Begin Dataset records

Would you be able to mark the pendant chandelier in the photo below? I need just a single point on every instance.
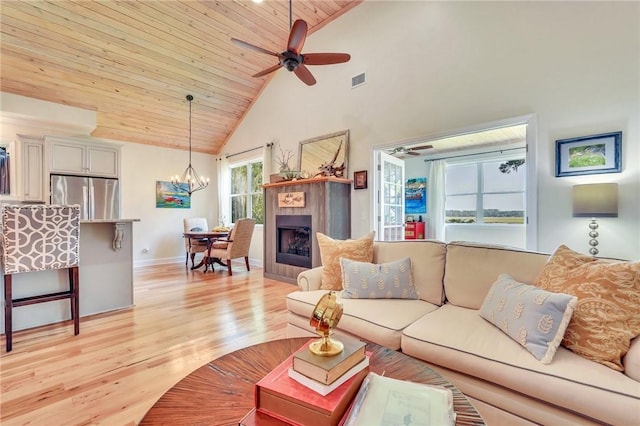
(190, 176)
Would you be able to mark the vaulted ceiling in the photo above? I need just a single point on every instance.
(134, 62)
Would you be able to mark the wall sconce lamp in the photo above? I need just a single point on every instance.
(595, 200)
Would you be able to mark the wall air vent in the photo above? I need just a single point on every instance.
(358, 80)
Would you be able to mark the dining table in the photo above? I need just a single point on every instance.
(211, 237)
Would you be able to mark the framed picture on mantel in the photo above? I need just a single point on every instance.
(360, 179)
(291, 199)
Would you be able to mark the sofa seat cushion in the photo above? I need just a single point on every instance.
(472, 268)
(459, 339)
(380, 321)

End Dataset records

■ Your objective ■
Format the rows from the line containing "Would you be able to mark the framed" through the end of the rows as a two-column CSV with the columns text and answer. Give one line for each row, with each value in a single quoted field and any line breaks replaced by spaces.

■ Completed exercise ■
text,answer
"Would you be able to mark the framed picture on mantel in the photo above? I need just a single point on every instance.","(360, 179) (291, 199)"
"Would you be able to mark the sofa seat cushion in the photo above? I need just a single point on every instance.","(472, 268) (459, 339) (380, 321)"